> **What to produce**: Produce a character-for-character copy of the data below.

Stored data entries:
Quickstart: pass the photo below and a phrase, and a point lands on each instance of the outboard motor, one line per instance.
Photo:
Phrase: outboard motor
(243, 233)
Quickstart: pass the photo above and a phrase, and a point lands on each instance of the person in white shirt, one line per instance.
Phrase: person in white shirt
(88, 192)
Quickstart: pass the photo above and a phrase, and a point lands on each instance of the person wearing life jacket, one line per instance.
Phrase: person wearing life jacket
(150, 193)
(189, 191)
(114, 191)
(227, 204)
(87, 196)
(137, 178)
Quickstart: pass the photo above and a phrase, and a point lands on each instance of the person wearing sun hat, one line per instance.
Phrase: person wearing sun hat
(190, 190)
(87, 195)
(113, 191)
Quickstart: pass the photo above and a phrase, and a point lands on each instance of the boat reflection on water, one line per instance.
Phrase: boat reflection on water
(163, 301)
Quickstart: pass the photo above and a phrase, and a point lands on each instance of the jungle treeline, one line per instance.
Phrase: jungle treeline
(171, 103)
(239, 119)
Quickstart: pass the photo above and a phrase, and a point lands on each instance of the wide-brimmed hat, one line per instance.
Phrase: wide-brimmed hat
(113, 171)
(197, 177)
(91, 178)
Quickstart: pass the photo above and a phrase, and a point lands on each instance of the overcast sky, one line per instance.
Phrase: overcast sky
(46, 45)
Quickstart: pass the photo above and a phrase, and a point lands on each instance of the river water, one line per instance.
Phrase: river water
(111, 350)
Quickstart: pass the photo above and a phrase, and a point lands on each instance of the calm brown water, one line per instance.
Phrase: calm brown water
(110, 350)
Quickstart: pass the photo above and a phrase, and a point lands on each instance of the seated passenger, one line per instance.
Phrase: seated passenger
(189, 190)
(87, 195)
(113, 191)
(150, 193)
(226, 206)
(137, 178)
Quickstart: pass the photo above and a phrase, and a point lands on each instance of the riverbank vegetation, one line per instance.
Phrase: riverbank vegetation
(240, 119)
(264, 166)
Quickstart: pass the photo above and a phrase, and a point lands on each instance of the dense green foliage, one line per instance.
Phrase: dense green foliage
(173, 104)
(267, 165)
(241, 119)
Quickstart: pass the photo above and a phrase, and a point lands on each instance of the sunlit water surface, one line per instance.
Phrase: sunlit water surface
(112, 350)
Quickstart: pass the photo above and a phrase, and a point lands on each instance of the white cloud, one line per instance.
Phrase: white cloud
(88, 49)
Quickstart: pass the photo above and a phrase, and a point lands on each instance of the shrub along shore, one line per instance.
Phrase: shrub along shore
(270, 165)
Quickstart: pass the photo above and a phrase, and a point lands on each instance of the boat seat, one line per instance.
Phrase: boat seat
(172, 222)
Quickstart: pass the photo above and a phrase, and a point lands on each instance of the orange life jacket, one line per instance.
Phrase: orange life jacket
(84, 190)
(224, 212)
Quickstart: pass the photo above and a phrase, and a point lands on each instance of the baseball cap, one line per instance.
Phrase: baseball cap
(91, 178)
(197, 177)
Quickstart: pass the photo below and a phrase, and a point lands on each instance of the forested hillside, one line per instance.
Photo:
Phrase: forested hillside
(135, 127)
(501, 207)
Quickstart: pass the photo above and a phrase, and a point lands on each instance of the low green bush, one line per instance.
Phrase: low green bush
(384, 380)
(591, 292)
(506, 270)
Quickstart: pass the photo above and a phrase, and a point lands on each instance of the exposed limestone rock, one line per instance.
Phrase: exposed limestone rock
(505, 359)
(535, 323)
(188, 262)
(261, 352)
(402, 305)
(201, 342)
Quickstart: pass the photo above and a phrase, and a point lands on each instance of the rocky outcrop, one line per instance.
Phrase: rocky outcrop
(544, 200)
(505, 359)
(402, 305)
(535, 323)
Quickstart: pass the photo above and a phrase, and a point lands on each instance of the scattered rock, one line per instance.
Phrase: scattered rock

> **Exercise response**:
Quickstart: pass the photo below and a phrase, and a point lands on each instance of the outboard motor, one line per instance.
Photo:
Phrase: outboard motor
(243, 233)
Quickstart: pass the photo above and a phrase, and a point lands on each instance of the person in white shirt, one line per instance.
Phrase: person in white shirt
(88, 192)
Quickstart: pass the photo above and a phrase, and a point lands on each instance of the person wearing life jacket, one line per instance.
Phrase: person wearing life jacket
(150, 193)
(189, 191)
(114, 191)
(227, 204)
(87, 196)
(137, 178)
Quickstart: pass the photo above and a phrase, and a point lands on each instance of the person wearing sun hat, one line per instance.
Phrase: person wearing sun hat
(190, 190)
(87, 195)
(113, 191)
Quickstart: pass the photo above and a phrase, and a point lands on each instance of the boat reflection on water, one line per instance.
Phrase: boat reflection on water
(163, 301)
Quickstart: pass the photo above and a phrase, and a point lands on each instance of the jungle treeline, one line per instance.
Phrase: jungle treeline
(171, 103)
(239, 119)
Quickstart: pass the photo above and a phrase, and a point lands on each instance of the wide-brimmed hat, one line per instance.
Phrase: wide-brimmed hat
(113, 171)
(197, 177)
(91, 178)
Quickstart: pass the photo above and a phrase, and a point lands on each instance of the overcast sky, one line per instance.
Phrase: overcast sky
(46, 45)
Quickstart: pass the photo above and a phrase, and a point lands on each instance of the river water, one line per instance.
Phrase: river water
(111, 350)
Quickstart: pass the photo above and a phrase, and a point lands on each instance of the calm brown water, one line per instance.
Phrase: calm brown water
(110, 350)
Quickstart: pass the photo above and a phrase, and a point lands on each instance of the seated passenger, one line per instance.
Phrase: seated passenger
(189, 190)
(87, 195)
(113, 191)
(150, 193)
(226, 206)
(137, 178)
Quickstart: pass the photo above and a phrase, and a point lands on each instance of the riverbank vegetation, one line per instance.
Phrase: riverbank vegetation
(240, 119)
(264, 166)
Quickstart: pass the photo above and a phrase, and a point lands on each instance of the dense green foliage, one line per instance.
Phrase: dense green foliage
(173, 104)
(267, 165)
(241, 119)
Quickstart: pass the photo above and a phrase, and a point lands on each instance of the sunlit water surface, one line per instance.
Phrase: sunlit water surface
(112, 350)
Quickstart: pass the photo above and a phrase, and a point lands on each instance of the white cloud, one line per instance.
Phrase: white cloud
(88, 49)
Quickstart: pass the photo above and a phrase, and a point lands on each instance of the shrub along shore, one line per instance.
Phrase: shrub along shore
(270, 165)
Quickstart: pass the photo above and a phrase, and a point lands on each instance of the boat seat, one line per instance.
Phrase: boat seat
(172, 222)
Quickstart: pass the photo above and a phrase, and a point lands on each instance of the orange life jacket, one line per instance.
Phrase: orange life jacket
(84, 190)
(224, 212)
Quickstart: pass the photo above and a phrase, and a point lands on each instance of the baseball cap, one line per instance.
Phrase: baseball cap
(91, 178)
(197, 177)
Quickstart: pass the photo below and a phrase, and a point lands on each instance of the forested hillside, one line per instance.
Photo:
Phrase: forested hillside
(135, 127)
(501, 207)
Quickstart: pass the photo above and a phrase, and a point lands on each instance of the low green bush, one line per instance.
Phrase: low green bush
(384, 380)
(591, 292)
(506, 270)
Quickstart: pass the photo above and a phrase, and a point lands on each instance of the exposed limestone rock, one line per instance.
Phrase: exposed limestone rock
(505, 359)
(535, 323)
(188, 262)
(261, 352)
(402, 305)
(201, 342)
Quickstart: pass the photo above and a phrase, and a point lands on each instance of the rocky outcrop, one line per instance.
Phrase: rocky outcrop
(544, 200)
(505, 359)
(402, 305)
(535, 323)
Quickstart: pass the photo above and a phrase, and a point lands on each instance of the scattered rock, one line per instance.
Phrase: scattered rock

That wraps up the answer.